== RECORDS PROVIDED ==

────────────────────

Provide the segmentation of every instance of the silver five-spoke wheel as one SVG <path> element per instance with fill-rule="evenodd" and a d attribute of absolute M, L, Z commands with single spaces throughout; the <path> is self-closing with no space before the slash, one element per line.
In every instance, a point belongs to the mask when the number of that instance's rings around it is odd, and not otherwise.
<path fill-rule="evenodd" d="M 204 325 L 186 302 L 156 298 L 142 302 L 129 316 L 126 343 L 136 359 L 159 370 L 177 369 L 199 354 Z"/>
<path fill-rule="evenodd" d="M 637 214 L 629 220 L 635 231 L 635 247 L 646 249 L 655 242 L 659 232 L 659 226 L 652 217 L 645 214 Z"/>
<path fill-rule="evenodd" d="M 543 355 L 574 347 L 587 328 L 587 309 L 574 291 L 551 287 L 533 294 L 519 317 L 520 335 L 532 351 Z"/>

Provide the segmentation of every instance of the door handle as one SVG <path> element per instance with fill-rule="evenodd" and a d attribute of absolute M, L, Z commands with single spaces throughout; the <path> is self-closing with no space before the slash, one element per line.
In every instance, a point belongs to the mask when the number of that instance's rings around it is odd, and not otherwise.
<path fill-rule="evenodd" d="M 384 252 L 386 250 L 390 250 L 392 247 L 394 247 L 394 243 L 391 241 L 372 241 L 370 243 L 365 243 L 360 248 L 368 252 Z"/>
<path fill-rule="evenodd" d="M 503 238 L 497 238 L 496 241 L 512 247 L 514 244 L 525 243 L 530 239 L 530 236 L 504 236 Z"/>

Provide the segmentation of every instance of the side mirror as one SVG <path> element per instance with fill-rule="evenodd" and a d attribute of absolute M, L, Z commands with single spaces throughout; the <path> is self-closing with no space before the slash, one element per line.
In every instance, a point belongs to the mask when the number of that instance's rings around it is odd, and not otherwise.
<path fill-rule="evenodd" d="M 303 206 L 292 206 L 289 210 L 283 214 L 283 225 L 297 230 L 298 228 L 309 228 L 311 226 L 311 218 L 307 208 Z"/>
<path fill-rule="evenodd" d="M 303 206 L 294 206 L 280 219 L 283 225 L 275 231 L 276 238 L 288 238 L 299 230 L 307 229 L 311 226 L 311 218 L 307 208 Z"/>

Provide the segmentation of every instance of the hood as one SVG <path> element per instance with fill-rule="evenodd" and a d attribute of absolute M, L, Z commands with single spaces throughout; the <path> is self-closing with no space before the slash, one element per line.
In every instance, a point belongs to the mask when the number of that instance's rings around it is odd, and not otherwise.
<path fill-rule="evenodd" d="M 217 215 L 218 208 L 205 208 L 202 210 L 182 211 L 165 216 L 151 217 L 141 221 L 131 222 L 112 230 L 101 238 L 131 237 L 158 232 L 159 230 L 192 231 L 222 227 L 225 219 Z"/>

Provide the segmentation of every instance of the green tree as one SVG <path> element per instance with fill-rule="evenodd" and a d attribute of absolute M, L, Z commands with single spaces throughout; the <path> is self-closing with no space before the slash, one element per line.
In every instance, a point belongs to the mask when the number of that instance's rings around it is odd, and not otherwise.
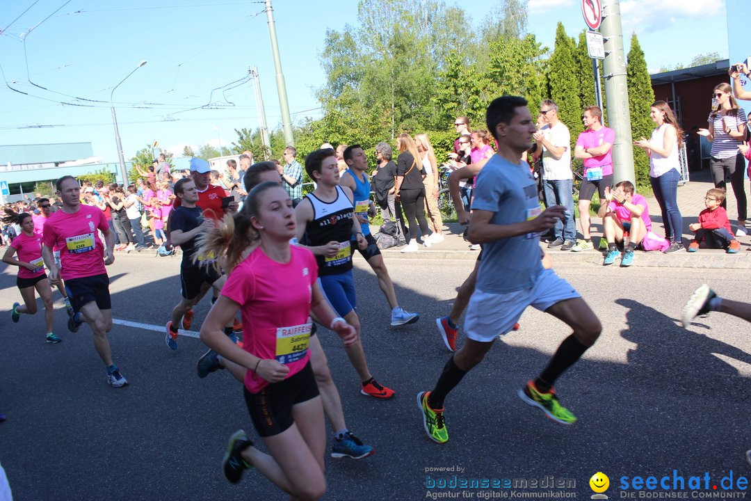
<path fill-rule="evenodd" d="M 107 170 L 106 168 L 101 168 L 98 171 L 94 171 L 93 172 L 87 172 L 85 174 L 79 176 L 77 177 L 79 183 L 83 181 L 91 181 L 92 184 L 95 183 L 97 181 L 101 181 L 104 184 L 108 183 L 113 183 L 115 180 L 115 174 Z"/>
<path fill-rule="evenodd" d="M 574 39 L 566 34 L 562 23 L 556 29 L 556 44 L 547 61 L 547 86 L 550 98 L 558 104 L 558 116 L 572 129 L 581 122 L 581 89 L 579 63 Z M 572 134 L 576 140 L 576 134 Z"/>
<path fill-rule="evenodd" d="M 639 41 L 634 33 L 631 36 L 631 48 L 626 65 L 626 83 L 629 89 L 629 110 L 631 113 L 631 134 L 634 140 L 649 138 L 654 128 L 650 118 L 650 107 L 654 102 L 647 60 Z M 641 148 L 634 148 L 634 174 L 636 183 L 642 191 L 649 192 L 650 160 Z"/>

────────────────────

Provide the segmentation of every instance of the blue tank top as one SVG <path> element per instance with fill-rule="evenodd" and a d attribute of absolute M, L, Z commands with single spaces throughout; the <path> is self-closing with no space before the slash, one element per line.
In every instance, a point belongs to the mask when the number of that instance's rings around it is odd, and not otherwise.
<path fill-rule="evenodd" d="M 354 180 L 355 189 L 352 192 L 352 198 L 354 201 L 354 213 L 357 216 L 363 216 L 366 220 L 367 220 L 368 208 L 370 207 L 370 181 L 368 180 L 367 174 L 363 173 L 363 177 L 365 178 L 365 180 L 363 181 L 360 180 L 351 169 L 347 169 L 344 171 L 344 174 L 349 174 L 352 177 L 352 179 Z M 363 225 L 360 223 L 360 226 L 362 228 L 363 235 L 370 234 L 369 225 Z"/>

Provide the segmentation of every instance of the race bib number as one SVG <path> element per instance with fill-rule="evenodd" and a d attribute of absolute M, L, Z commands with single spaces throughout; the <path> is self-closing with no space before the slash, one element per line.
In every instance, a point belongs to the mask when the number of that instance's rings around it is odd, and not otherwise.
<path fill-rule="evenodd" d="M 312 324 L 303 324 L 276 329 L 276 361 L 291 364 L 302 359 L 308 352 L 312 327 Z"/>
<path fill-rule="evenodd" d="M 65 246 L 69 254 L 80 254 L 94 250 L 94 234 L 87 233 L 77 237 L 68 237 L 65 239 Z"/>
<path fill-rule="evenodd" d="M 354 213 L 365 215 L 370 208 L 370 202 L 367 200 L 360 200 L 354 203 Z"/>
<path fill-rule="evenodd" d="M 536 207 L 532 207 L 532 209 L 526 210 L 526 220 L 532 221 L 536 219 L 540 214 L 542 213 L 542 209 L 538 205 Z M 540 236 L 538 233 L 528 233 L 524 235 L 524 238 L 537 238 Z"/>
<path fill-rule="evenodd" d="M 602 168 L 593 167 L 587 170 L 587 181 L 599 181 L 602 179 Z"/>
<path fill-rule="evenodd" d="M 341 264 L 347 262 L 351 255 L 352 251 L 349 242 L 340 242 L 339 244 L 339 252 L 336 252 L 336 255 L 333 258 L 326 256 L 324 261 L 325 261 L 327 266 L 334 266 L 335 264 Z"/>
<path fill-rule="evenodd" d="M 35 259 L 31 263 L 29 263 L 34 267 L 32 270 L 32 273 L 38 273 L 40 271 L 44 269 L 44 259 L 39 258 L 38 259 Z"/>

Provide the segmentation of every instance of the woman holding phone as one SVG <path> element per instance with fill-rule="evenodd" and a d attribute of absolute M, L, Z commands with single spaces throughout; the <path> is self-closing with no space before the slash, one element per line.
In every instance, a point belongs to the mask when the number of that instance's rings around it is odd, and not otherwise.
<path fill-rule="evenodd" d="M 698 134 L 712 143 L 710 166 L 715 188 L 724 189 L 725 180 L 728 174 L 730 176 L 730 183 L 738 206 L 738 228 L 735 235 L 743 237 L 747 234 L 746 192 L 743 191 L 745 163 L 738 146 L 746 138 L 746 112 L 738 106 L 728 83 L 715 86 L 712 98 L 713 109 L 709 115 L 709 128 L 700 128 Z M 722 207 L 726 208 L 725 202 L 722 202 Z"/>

────────────────────

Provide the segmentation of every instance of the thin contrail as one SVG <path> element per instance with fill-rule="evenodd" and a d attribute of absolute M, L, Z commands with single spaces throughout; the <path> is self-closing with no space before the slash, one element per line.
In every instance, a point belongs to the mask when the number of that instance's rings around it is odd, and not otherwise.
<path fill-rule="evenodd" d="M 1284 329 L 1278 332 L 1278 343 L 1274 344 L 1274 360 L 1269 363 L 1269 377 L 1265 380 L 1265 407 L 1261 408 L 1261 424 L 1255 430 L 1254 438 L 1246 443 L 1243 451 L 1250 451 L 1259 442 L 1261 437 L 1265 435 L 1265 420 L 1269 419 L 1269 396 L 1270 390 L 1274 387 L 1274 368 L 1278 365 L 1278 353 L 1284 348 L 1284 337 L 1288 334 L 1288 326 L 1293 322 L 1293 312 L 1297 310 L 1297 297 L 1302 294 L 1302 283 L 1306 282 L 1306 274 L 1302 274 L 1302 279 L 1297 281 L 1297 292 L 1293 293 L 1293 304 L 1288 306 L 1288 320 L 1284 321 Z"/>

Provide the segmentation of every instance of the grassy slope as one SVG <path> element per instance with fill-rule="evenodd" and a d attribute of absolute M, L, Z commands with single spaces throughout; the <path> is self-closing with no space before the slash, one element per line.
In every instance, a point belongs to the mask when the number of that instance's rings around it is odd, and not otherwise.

────────────────────

== SHORT TASK ==
Please format the rows as a numbered list, starting at the line that contains "Provide the segmentation of every instance of the silver" and ending with the line that contains "543 355 L 574", both included, and leave out any blank lines.

== WRITTEN ANSWER ==
1. Provide the segmentation of every instance of the silver five-spoke wheel as one SVG <path> element per instance with fill-rule="evenodd" and a d attribute of absolute M, L, Z commands with single spaces throughout; the <path> is self-closing with no space before the slash, one element per line.
2. In every instance, a point belongs to the mask when the number of that instance's rings around it is odd, and not otherwise.
3. <path fill-rule="evenodd" d="M 204 325 L 186 302 L 156 298 L 142 302 L 129 316 L 126 343 L 136 359 L 159 370 L 177 369 L 199 354 Z"/>
4. <path fill-rule="evenodd" d="M 637 214 L 629 220 L 635 231 L 635 247 L 646 249 L 655 242 L 659 232 L 659 226 L 652 217 L 645 214 Z"/>
5. <path fill-rule="evenodd" d="M 543 355 L 574 347 L 587 328 L 587 309 L 574 291 L 551 287 L 533 294 L 519 317 L 520 335 L 532 351 Z"/>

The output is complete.